*Exercise text:*
[Start of Attachment]

Aboriginal women account for most of the increase in the Prairies and Black women and women with cognitive and mental disabilities account for the explosion in the east. Although First Nations women account for approximately 1% of the population overall, they are approximately 20% of federally sentenced women. In Canada, correctional jurisdiction is split between the federal and provincial governments based upon the length of a prisoner’s sentence. Prisoners serving two years or more are subject to federal jurisdiction and are therefore referred to as federally sentenced prisoners. Those serving prison sentences of less than two years come under provincial jurisdiction and are therefore referred to a provincially sentenced prisoners.

b) Identifying the Factors

The so-called “War on Drugs”, evisceration of health and other social support services, “gender- neutral” zero tolerance policies, and mandatory minimum sentences have contributed significantly to this phenomenon. Furthermore, as we have also witnessed in Canada, too many women prisoners are over-classified in terms of their security risks to the general public. Again, around the world, we are seeing women who have cognitive and/or mental disabilities being more likely to be classified as maximum security prisoners. Many of them were previously institutionalized in psychiatric hospitals and/or involved in other mental health services. Many are criminalized as a result of their disability-induced behaviour in institutions and/or the community.

In Canada, and internationally, we are seeing the feminization and criminalization of poverty. Most single parents are women, the majority of whom live below the poverty line. As social programs have been dismantled, women, especially sole support moms, have been faced with the reality of having to make ends meet within the context of a shrinking social welfare system.

[End of Attachment]

*Dataset entries:*
[Start of Attachment]

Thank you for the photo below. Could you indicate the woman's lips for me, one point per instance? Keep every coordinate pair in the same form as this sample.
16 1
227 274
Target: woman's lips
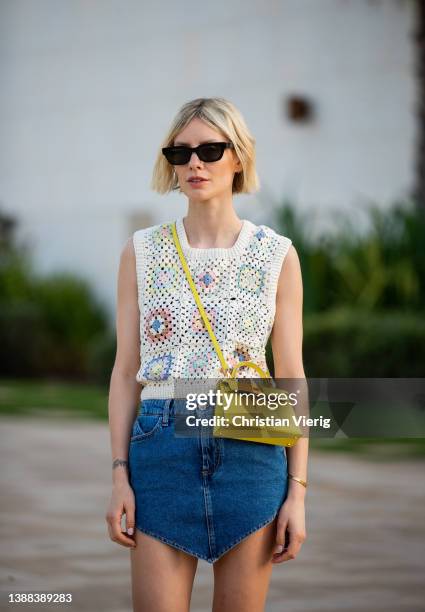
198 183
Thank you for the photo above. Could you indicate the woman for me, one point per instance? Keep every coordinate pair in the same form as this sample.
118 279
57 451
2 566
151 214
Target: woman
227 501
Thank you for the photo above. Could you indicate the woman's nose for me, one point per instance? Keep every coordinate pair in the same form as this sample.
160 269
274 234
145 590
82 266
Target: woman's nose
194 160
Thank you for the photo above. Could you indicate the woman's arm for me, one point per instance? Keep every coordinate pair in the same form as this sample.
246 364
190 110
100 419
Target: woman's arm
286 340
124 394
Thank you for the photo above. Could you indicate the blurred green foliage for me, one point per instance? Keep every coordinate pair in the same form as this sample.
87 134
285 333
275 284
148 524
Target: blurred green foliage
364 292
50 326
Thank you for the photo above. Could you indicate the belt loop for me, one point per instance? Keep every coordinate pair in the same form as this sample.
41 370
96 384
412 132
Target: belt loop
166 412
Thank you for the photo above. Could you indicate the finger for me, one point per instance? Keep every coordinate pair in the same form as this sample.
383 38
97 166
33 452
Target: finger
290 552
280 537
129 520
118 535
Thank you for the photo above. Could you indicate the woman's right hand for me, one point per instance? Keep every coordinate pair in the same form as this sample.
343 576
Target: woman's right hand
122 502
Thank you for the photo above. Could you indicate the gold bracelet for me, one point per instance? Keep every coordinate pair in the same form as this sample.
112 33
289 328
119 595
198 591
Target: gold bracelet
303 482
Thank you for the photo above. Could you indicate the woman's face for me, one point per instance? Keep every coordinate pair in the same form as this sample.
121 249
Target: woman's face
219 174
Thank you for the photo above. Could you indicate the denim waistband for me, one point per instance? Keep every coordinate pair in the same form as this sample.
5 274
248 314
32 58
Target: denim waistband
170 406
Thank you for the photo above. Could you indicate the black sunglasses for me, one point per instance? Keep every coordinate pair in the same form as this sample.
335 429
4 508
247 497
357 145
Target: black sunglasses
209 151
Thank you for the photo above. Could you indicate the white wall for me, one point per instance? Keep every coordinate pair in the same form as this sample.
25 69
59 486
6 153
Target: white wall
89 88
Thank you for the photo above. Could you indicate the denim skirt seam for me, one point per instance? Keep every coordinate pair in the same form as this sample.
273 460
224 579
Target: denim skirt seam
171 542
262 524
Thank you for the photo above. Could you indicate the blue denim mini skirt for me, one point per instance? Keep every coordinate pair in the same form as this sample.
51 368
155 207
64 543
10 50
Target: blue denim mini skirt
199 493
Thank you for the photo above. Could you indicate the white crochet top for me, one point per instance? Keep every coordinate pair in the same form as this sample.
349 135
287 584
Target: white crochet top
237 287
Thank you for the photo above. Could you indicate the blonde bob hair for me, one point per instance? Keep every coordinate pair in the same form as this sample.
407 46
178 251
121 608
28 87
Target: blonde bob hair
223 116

[End of Attachment]
[Start of Attachment]

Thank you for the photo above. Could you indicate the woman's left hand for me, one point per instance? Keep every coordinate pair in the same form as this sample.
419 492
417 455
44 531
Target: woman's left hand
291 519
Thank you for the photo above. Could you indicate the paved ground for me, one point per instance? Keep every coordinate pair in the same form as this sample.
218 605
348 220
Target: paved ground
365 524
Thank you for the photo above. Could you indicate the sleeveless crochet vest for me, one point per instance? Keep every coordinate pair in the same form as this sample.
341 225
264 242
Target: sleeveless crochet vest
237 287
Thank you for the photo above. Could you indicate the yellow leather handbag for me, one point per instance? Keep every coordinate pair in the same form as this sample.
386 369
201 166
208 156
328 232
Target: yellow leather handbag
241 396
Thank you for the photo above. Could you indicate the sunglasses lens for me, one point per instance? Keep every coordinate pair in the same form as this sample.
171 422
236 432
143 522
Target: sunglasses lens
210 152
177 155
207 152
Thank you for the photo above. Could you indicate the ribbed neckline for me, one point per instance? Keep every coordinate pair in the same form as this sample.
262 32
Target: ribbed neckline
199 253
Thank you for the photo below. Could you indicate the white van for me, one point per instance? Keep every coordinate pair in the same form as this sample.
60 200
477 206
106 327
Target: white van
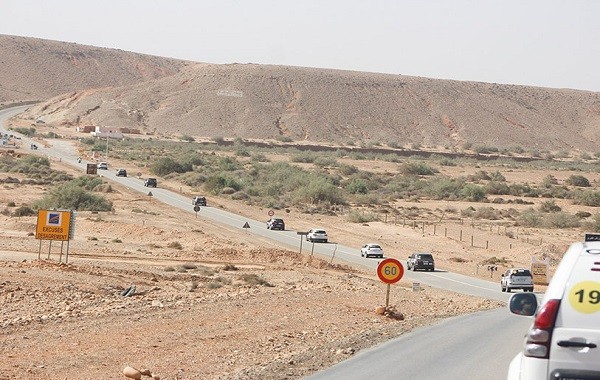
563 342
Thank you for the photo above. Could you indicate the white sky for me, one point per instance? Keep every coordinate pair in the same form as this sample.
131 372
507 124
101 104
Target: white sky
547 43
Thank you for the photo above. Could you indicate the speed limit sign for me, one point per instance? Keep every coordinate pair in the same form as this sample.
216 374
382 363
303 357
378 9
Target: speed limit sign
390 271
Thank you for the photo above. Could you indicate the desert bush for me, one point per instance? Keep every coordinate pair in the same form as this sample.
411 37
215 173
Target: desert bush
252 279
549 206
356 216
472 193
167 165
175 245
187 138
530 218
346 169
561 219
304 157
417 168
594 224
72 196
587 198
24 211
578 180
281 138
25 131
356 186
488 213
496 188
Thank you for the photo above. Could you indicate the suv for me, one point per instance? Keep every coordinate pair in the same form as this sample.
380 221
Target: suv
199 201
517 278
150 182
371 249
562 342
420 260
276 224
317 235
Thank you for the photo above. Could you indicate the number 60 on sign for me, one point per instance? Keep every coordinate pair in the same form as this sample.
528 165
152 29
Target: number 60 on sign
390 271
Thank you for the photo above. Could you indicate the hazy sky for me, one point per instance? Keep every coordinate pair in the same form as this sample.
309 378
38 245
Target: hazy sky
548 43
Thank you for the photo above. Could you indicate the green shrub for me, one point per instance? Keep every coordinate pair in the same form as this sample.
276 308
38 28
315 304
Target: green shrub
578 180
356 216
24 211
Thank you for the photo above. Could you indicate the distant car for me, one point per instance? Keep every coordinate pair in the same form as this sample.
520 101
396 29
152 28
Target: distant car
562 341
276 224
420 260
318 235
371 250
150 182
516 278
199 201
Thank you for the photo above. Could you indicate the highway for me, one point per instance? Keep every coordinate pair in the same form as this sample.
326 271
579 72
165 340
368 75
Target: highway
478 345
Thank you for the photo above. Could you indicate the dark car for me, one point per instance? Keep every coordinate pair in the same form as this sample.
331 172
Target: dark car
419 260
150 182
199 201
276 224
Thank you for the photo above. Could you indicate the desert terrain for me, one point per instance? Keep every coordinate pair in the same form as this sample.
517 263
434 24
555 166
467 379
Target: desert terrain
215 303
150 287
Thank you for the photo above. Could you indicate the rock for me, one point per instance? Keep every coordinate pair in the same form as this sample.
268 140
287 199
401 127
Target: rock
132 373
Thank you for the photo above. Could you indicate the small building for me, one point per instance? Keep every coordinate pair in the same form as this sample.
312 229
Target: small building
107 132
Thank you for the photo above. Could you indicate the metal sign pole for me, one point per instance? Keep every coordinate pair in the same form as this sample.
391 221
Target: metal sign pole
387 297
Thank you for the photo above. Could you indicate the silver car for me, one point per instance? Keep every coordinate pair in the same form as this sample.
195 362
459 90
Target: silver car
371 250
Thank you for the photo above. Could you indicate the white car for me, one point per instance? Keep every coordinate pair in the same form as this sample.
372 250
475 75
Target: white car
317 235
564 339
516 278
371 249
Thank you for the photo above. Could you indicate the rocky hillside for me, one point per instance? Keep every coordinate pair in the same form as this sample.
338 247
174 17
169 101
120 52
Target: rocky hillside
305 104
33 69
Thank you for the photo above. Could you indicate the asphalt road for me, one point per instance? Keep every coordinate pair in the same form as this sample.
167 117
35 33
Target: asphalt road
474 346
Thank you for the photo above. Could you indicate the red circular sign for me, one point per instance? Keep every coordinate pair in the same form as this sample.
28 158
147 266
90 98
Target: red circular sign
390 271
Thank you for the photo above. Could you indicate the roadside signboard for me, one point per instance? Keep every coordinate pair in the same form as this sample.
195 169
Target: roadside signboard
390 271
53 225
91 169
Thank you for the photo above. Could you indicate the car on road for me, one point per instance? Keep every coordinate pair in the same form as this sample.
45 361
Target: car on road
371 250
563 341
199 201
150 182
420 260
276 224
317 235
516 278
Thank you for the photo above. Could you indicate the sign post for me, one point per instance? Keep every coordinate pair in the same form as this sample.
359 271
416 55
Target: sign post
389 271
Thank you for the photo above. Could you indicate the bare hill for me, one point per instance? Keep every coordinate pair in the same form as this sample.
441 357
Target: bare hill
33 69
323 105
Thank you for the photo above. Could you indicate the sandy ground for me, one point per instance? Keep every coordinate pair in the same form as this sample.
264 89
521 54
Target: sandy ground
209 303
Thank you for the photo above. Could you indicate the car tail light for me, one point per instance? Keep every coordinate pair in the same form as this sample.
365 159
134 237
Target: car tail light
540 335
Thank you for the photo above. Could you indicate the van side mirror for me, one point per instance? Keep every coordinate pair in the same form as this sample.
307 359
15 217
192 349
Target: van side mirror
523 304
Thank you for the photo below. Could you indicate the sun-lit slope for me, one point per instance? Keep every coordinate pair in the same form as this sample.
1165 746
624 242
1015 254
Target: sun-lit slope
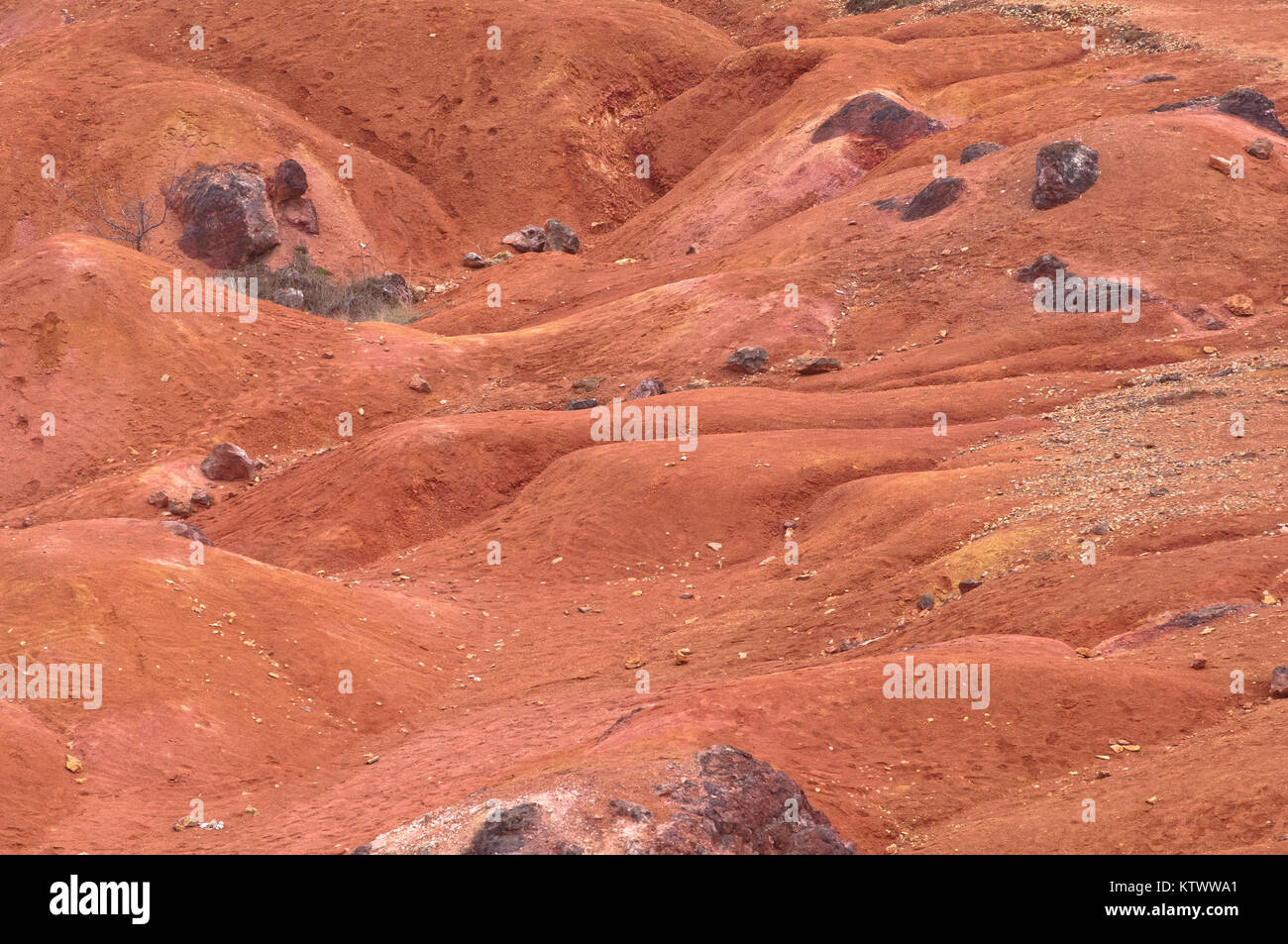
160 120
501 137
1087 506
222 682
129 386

[End of Attachment]
[Start of Attachment]

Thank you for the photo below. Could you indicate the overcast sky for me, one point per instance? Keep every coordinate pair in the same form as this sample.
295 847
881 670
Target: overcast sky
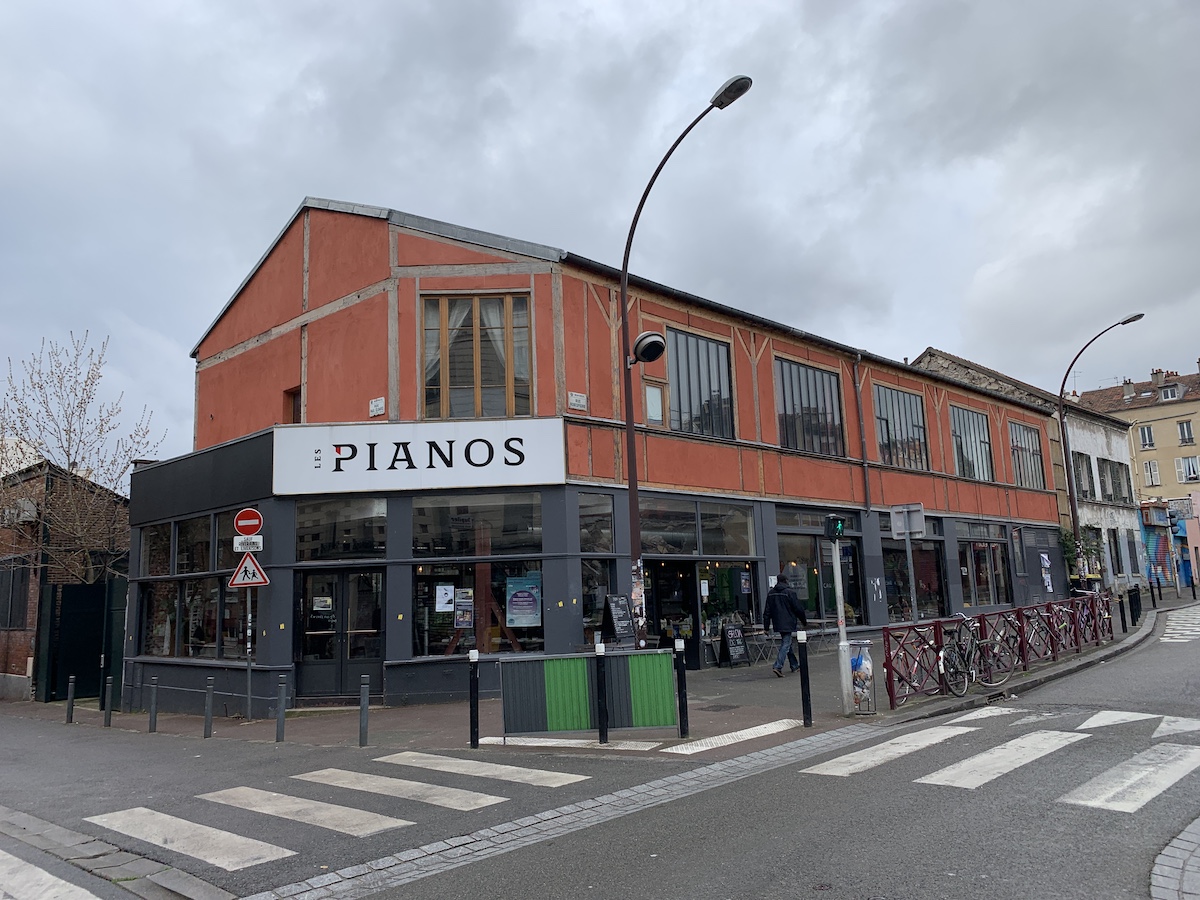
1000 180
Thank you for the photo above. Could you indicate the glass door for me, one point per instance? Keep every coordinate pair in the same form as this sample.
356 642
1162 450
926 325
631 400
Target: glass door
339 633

[End of Attachment]

*Action item:* Retype the passage of the text about women prisoners that opens with the words containing "In Canada, and" and closes with "social welfare system.". Work only from the text about women prisoners and set the entries aside.

*Your response:*
In Canada, and internationally, we are seeing the feminization and criminalization of poverty. Most single parents are women, the majority of whom live below the poverty line. As social programs have been dismantled, women, especially sole support moms, have been faced with the reality of having to make ends meet within the context of a shrinking social welfare system.